# Source document
· · · · · · ·

Roof Insure

Standard Market vs E&S/Surplus Lines Insurance for Roofers

Standard Market Insurance

Insurance from admitted carriers that are licensed and regulated by your state's Department of Insurance. These carriers file their rates and policy forms with the state and are backed by state guaranty funds if the carrier becomes insolvent.

Pros

  • + Rates and forms are approved and regulated by the state
  • + Protected by state guaranty funds if the insurer goes insolvent
  • + Typically lower premiums than surplus lines for the same coverage
  • + More standardized policy forms that are easier to understand
  • + Faster claims handling due to established local presence
  • + Payment plans and financing options more readily available

Cons

  • - Stricter underwriting guidelines; may decline high-risk roofing operations
  • - Less flexibility to customize coverage or terms
  • - May not write commercial roofing above three stories
  • - Can non-renew you after a single large claim
  • - Limited appetite for new roofing companies with no loss history

Best for: Established roofing contractors with clean loss history, stable operations, and work that falls within standard underwriting guidelines (primarily residential or low-rise commercial).

Typical cost: Base market rates; typically 20% - 40% less than surplus lines for equivalent coverage

E&S / Surplus Lines Insurance

Insurance from non-admitted carriers that are not licensed in your state but are approved to write surplus lines business. These carriers are not bound by state rate filings and have more flexibility in pricing, terms, and the risks they will accept.

· · · · · · ·

# Items
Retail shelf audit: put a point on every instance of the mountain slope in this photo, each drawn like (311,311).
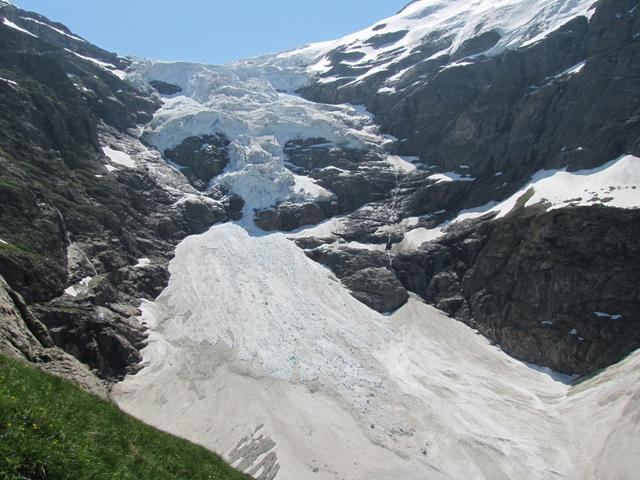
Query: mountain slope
(494,181)
(52,429)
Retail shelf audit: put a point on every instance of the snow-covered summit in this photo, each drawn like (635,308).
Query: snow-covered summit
(444,25)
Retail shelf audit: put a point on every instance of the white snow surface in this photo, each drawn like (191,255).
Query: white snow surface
(246,103)
(100,63)
(451,177)
(519,23)
(251,335)
(614,184)
(119,158)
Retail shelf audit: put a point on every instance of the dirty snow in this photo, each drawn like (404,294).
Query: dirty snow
(343,391)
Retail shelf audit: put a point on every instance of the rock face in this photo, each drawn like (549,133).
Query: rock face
(89,216)
(531,282)
(289,216)
(556,288)
(201,158)
(366,273)
(23,337)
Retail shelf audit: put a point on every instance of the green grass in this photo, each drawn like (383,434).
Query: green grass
(52,430)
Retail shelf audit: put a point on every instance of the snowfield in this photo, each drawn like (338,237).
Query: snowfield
(259,353)
(253,344)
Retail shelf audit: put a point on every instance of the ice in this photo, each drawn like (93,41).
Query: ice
(519,23)
(403,164)
(416,237)
(10,24)
(71,291)
(451,177)
(119,158)
(342,388)
(243,102)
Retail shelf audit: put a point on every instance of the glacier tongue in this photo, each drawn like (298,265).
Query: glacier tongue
(258,120)
(256,348)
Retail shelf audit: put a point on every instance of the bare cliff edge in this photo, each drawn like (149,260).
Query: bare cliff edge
(90,213)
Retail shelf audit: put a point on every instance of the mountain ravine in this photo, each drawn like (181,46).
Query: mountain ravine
(411,252)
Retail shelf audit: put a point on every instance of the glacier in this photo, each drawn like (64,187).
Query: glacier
(259,353)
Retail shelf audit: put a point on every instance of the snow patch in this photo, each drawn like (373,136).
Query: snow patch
(100,63)
(10,24)
(142,263)
(10,82)
(451,177)
(403,164)
(119,158)
(614,184)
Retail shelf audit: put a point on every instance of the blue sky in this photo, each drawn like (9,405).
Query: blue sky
(210,31)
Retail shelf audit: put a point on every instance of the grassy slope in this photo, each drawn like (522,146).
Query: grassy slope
(50,429)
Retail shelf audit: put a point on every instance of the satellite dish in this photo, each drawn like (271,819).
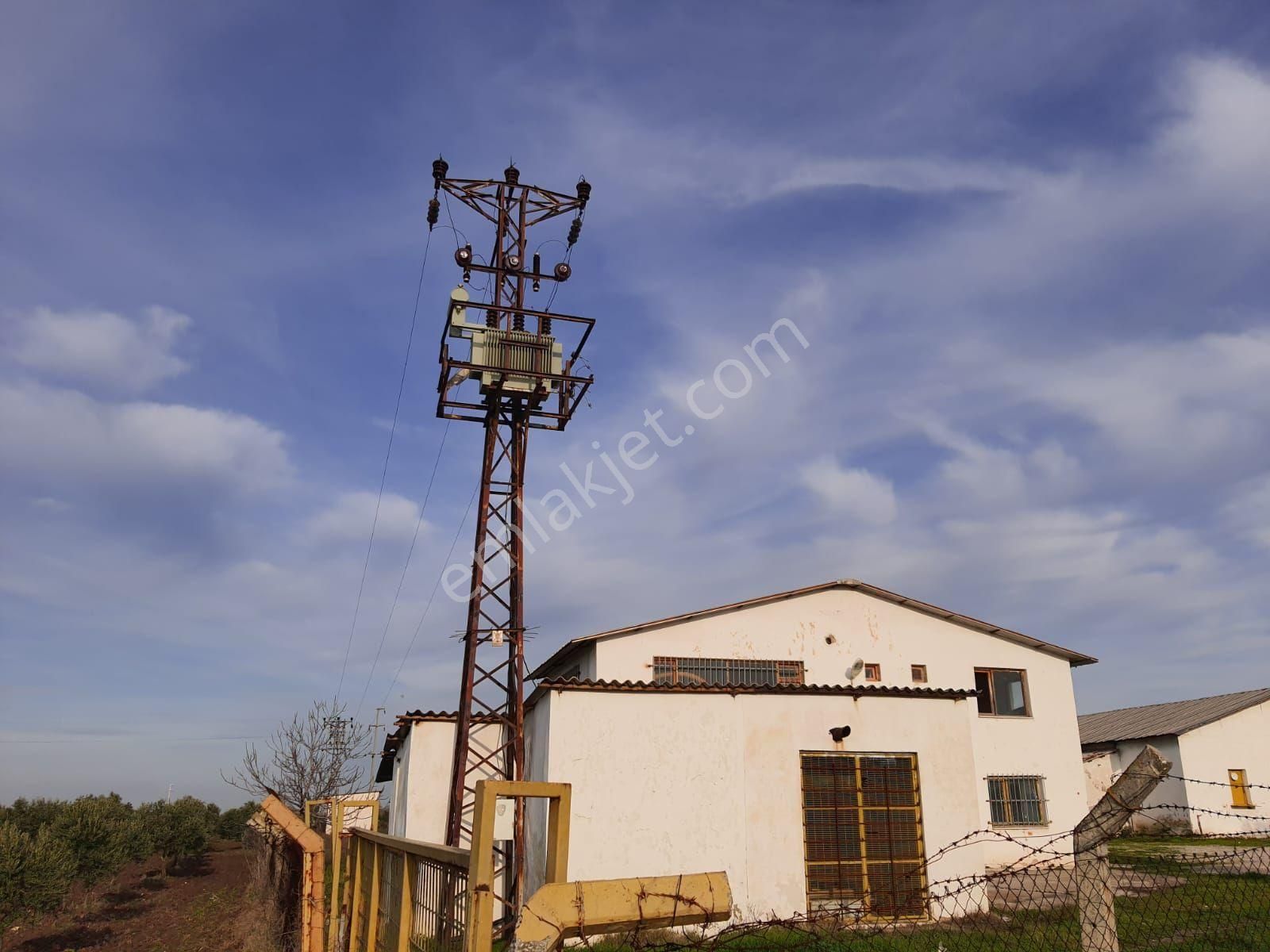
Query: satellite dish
(854,670)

· · · · · · ·

# Task goal
Repeat word for word the part of the roofing insurance comparison above that starts with the words "Typical cost: Base" and ends with "they will accept.".

# Task solution
Typical cost: Base market rates; typically 20% - 40% less than surplus lines for equivalent coverage

E&S / Surplus Lines Insurance

Insurance from non-admitted carriers that are not licensed in your state but are approved to write surplus lines business. These carriers are not bound by state rate filings and have more flexibility in pricing, terms, and the risks they will accept.